──────── Records to process ────────
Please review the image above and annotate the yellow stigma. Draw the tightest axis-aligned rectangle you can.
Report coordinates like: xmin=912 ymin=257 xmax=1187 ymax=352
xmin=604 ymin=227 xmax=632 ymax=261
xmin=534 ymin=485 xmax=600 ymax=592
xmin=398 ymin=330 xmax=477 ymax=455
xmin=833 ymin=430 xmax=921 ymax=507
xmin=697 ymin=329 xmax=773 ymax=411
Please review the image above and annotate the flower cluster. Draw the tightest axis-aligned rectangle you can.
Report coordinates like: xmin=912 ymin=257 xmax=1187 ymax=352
────────
[Stated exercise]
Turn the records into a JSON list of strings, starting at the line that contains "Please review the image above and annotate the flower" and running through the end of the records. Use one string per line and skip any blank lines.

[Finished exercise]
[
  "Please review the image above and annotate the flower cluster. Draw the tightest axis-aligned rectangle you can.",
  "Report coordinates like: xmin=912 ymin=257 xmax=1187 ymax=352"
]